[[ Data supplied open ]]
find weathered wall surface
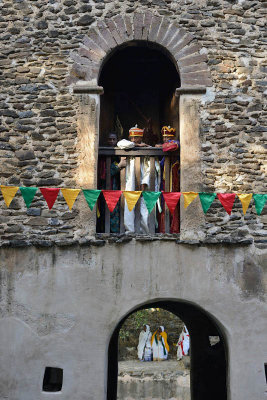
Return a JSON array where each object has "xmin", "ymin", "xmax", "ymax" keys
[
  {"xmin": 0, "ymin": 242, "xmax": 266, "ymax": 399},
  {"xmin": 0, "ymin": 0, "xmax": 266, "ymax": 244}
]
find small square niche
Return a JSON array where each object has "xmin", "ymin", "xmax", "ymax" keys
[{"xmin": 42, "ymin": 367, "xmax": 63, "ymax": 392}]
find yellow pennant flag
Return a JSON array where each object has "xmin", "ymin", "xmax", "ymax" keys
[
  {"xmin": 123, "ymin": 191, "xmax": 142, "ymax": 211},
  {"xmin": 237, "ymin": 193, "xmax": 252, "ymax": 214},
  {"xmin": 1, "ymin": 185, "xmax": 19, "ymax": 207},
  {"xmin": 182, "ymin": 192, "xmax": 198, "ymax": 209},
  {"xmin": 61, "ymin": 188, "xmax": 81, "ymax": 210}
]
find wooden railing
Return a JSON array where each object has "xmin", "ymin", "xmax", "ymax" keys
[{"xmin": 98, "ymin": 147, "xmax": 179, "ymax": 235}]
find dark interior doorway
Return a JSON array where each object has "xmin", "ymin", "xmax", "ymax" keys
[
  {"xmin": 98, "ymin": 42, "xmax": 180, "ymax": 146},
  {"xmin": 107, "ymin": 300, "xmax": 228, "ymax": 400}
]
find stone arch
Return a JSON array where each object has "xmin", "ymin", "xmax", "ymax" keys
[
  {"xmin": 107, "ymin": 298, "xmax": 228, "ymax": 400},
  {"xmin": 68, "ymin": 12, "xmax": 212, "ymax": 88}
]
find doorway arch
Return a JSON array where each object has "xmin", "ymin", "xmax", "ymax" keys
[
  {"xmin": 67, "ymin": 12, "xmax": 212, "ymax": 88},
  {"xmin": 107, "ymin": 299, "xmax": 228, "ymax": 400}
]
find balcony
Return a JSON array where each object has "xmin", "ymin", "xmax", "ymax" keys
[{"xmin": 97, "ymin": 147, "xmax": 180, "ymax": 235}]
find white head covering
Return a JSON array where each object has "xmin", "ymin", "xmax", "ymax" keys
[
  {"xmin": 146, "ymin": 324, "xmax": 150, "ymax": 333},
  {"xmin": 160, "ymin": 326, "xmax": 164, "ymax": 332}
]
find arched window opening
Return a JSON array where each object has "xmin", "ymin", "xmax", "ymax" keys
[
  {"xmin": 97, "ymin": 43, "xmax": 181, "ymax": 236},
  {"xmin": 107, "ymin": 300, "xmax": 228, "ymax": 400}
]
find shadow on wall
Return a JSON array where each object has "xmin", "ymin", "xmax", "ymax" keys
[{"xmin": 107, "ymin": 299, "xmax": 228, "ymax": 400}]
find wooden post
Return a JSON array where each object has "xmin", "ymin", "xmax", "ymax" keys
[[ Data supplied closed ]]
*Your assignment*: Reproduce only the lines running from the beginning of the entries above to the line holding "find shadow on wall", inclusive. Pictures stay out of the copy.

*Answer box*:
find weathered wall surface
Return a JSON array where each object has "xmin", "ymin", "xmax", "ymax" keys
[
  {"xmin": 0, "ymin": 242, "xmax": 266, "ymax": 399},
  {"xmin": 0, "ymin": 0, "xmax": 266, "ymax": 244}
]
find small square niche
Return a JSON array where each object has "xmin", "ymin", "xmax", "ymax" keys
[{"xmin": 42, "ymin": 367, "xmax": 63, "ymax": 392}]
find yellow pennant flag
Return a JSON array where each object has "xmin", "ymin", "xmax", "ymax" keys
[
  {"xmin": 123, "ymin": 191, "xmax": 142, "ymax": 211},
  {"xmin": 237, "ymin": 193, "xmax": 252, "ymax": 214},
  {"xmin": 1, "ymin": 185, "xmax": 19, "ymax": 207},
  {"xmin": 182, "ymin": 192, "xmax": 198, "ymax": 209},
  {"xmin": 61, "ymin": 188, "xmax": 81, "ymax": 210}
]
find wooden railing
Return a JSON array where each object has "xmin", "ymin", "xmax", "ymax" keys
[{"xmin": 98, "ymin": 147, "xmax": 179, "ymax": 235}]
find dark interior doorway
Return a JSON array where each object has "xmin", "ymin", "xmax", "ymax" keys
[
  {"xmin": 98, "ymin": 42, "xmax": 180, "ymax": 146},
  {"xmin": 107, "ymin": 300, "xmax": 228, "ymax": 400}
]
find stone arch
Return a JSON array where each object has "xmin", "ymin", "xmax", "ymax" keys
[
  {"xmin": 107, "ymin": 298, "xmax": 228, "ymax": 400},
  {"xmin": 68, "ymin": 12, "xmax": 212, "ymax": 88}
]
find doorway arch
Return a JSON array where each object has "xmin", "ymin", "xmax", "ymax" keys
[
  {"xmin": 67, "ymin": 12, "xmax": 212, "ymax": 88},
  {"xmin": 107, "ymin": 299, "xmax": 228, "ymax": 400}
]
find balcony
Return a JSON array where each object has "xmin", "ymin", "xmax", "ymax" keys
[{"xmin": 97, "ymin": 147, "xmax": 180, "ymax": 235}]
find white head covering
Return a JSON array where each object has "xmin", "ymin", "xmax", "ymax" keys
[
  {"xmin": 146, "ymin": 324, "xmax": 150, "ymax": 333},
  {"xmin": 160, "ymin": 326, "xmax": 164, "ymax": 332}
]
find arched window opening
Return a JSON array where each object has "xmin", "ymin", "xmax", "ymax" keys
[
  {"xmin": 97, "ymin": 43, "xmax": 181, "ymax": 236},
  {"xmin": 107, "ymin": 300, "xmax": 228, "ymax": 400}
]
find shadow on wall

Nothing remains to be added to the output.